TASK BRIEF
Write the next portion of the article below on Puntland's Ministry of Interior, Federal Affairs and Democratization, starting right after its last sentence.
#### PROVIDED TEXT ####
Ministry of Interior, Federal Affairs and Democratization

Agency overview
- Formed: 1 August 1998
- Jurisdiction: Government of Puntland
- Minister responsible: Abdi Farah Said Juha;
- Website: https://moifad.pl.so/

= Ministry of Interior, Federal Affairs and Democratization =

Puntland government Ministry of Interior

The Puntland Ministry of Interior Federal Affairs and Democratization MoIFAD (Wasaaradda Arrimaha Gudaha, Federaalka iyo Dimuqraadiyadda) formerly known as the Puntland Ministry of Interior, Local Governments and Rural Development MoILGR (Wasaaradda Arrimaha Gudaha, Dawladaha Hoose iyo Horumarinta Reer Miyiga) is the government body responsible for governance and development of Puntland’s communities for the portfolio of municipalities, including district council formation and implementing systems for local governance. The ministry supports service delivery at the local level through political, fiscal and administrative decentralization. Since 2022, it was ministered by Abdi Farah Said Juha.
#### GIVEN RECORDS ####
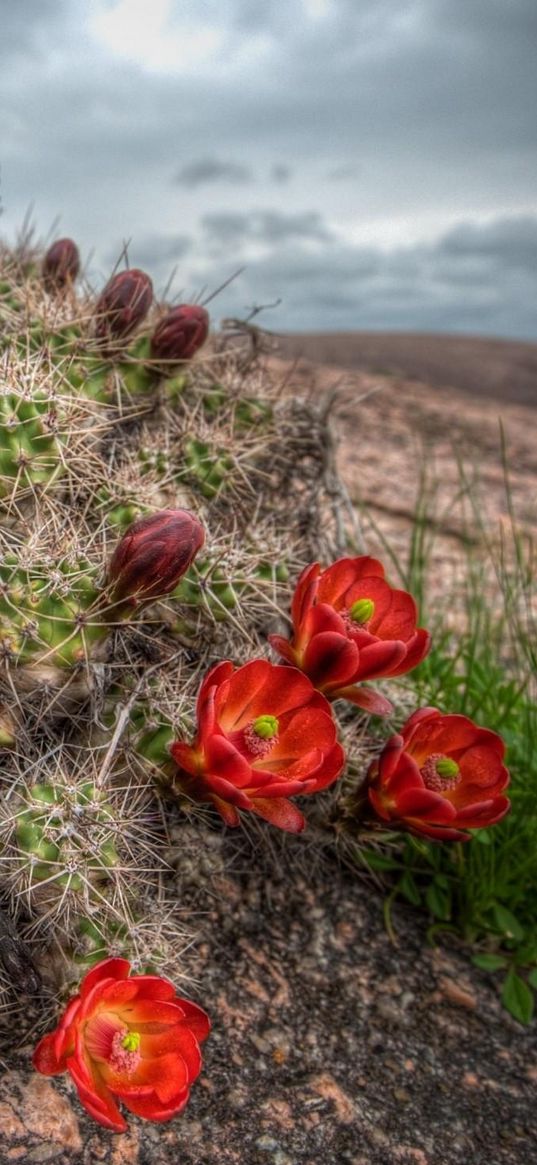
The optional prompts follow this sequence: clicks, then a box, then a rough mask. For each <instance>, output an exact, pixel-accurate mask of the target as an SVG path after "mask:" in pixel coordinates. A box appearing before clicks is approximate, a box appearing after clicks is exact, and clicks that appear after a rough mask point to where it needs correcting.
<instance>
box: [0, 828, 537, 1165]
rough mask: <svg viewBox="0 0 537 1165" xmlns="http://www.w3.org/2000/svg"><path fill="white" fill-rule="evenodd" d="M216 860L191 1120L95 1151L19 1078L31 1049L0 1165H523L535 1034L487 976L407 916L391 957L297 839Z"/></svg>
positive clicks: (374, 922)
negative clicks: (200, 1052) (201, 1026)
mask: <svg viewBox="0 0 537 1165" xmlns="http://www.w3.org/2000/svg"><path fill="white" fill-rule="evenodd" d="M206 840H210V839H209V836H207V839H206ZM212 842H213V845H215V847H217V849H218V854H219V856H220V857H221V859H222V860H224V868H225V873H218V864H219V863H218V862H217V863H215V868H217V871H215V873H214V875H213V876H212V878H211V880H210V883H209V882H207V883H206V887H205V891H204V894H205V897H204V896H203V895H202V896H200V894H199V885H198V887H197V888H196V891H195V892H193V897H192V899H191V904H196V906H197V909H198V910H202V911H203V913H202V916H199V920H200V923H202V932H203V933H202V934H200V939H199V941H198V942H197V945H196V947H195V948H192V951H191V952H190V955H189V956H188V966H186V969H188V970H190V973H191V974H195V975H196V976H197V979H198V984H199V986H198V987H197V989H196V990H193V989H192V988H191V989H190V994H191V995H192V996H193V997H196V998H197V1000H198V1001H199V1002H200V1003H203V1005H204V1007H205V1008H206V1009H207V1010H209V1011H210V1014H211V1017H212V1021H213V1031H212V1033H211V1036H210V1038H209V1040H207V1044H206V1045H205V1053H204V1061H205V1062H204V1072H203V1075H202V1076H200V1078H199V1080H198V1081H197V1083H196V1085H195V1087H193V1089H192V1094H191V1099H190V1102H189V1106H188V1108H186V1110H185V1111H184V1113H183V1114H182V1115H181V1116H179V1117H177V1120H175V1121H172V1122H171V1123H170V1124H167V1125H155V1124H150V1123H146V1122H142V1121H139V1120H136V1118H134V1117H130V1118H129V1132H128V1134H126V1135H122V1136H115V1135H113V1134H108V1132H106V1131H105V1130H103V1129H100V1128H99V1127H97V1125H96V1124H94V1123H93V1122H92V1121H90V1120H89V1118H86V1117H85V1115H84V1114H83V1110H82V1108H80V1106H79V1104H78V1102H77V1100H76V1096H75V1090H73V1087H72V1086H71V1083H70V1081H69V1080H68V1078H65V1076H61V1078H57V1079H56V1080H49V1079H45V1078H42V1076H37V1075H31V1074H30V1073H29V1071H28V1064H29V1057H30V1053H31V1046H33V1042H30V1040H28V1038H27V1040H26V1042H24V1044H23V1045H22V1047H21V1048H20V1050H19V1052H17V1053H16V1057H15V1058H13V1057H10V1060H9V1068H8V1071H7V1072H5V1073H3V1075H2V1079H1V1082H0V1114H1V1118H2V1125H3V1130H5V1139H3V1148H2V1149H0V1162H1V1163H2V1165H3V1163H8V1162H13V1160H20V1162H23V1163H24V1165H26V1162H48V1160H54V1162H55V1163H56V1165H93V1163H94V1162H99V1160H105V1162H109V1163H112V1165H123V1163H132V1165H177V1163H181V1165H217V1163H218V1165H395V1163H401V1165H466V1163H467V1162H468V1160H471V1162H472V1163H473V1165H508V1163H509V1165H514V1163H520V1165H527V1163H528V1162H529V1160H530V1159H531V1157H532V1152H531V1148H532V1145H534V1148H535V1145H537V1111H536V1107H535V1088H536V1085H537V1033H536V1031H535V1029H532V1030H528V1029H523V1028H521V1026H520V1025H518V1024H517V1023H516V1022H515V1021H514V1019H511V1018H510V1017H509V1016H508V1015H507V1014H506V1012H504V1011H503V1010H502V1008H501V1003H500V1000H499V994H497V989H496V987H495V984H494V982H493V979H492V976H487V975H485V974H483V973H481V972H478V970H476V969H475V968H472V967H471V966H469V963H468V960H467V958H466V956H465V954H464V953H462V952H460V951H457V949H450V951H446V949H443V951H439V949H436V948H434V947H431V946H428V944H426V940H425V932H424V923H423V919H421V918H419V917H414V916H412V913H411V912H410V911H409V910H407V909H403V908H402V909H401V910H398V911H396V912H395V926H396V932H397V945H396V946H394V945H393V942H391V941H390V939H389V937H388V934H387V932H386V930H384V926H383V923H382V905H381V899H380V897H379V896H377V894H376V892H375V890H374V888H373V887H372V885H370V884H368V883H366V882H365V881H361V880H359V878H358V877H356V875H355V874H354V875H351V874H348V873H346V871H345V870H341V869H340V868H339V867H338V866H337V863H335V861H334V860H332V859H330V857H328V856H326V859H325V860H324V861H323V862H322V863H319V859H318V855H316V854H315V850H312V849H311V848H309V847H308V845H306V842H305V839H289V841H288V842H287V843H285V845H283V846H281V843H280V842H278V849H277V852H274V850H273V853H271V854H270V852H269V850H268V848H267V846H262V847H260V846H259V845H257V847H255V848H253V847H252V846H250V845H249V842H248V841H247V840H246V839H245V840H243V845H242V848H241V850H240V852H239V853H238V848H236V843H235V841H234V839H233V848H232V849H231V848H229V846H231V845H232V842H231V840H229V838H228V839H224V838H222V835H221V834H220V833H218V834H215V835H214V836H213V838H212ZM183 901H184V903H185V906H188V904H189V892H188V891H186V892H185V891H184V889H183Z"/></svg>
####
#### GIVEN RECORDS ####
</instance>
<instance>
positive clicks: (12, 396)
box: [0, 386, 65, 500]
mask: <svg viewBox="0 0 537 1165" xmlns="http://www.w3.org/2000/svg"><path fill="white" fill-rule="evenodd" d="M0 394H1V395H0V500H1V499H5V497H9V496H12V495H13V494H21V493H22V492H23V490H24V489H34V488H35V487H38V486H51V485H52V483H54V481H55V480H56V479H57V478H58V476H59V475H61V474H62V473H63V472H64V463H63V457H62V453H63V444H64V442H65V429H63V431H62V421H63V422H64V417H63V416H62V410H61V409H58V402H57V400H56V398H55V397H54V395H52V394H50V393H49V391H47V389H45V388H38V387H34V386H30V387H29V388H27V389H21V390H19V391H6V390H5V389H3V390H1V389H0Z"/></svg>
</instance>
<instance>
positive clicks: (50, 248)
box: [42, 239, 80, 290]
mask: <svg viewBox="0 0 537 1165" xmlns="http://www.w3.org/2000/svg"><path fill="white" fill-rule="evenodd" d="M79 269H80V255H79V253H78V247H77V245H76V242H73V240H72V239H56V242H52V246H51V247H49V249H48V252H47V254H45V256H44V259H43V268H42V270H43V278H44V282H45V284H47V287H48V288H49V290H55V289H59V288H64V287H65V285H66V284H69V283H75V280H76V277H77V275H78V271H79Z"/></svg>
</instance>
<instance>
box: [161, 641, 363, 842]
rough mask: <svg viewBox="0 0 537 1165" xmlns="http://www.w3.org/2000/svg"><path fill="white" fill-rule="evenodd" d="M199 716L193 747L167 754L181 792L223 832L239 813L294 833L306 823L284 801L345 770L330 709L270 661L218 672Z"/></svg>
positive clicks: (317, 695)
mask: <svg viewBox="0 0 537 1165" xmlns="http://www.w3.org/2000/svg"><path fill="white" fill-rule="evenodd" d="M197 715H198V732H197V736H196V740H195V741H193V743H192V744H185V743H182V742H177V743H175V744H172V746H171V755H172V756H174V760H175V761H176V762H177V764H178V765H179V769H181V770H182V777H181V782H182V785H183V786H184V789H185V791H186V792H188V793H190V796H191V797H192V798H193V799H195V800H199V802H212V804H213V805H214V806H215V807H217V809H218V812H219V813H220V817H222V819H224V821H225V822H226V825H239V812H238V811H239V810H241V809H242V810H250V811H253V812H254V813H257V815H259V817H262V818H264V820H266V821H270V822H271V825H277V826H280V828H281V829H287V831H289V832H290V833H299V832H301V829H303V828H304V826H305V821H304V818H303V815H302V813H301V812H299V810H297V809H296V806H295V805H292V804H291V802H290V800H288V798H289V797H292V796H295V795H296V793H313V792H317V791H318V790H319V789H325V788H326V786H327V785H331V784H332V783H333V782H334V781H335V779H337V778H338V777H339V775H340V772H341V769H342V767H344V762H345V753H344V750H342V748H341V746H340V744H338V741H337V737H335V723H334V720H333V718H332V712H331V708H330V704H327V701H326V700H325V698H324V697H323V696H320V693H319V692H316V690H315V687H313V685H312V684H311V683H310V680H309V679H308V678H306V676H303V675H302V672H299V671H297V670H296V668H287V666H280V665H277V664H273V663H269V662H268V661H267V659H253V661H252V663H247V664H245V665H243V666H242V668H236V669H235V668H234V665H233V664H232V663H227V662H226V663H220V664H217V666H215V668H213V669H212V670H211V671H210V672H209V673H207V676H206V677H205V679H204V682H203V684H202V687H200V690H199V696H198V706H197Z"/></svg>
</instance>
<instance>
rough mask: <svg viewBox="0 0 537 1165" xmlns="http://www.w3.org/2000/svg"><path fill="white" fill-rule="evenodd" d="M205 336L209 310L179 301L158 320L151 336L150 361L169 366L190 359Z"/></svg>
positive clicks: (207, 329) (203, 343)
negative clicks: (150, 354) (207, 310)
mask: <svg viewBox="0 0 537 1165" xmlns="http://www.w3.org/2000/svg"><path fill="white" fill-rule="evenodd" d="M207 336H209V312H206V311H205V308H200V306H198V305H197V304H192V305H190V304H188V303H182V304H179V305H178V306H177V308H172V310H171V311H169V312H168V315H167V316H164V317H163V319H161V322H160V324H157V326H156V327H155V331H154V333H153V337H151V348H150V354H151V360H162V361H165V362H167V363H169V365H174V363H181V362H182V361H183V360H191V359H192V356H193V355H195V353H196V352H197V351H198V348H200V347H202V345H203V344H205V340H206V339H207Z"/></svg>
####
TASK RESPONSE
== Establishment ==
Following the establishment of Puntland in 1998, initially it was formed as the Ministry of Interior and Security Affairs to develop structures and strengthening their capacity with a view to promoting democratic and accountable local administrations that provide better basic services for stability and enhanced peace, and the first minister was Hassan Abshir Farah, later reformed and then labeled Puntland Ministry of Interior, Local Governments and Rural Development (MoILGR). In the 2000s, it was split into the Ministry of Security and DDR.

The ministry was created to improve its capacity by implementing policies and frameworks that support effective governance, community welfare, and local administration across the region. The ministry aims to strengthen the foundations of Puntland’s public administration and foster sustainable development for all citizens.

The Ministry also collaborates closely with local and international partners to promote peace, security, and community resilience. By fostering transparent governance and empowering local administrations, the ministry plays a vital role in building a stable and prosperous future for Puntland.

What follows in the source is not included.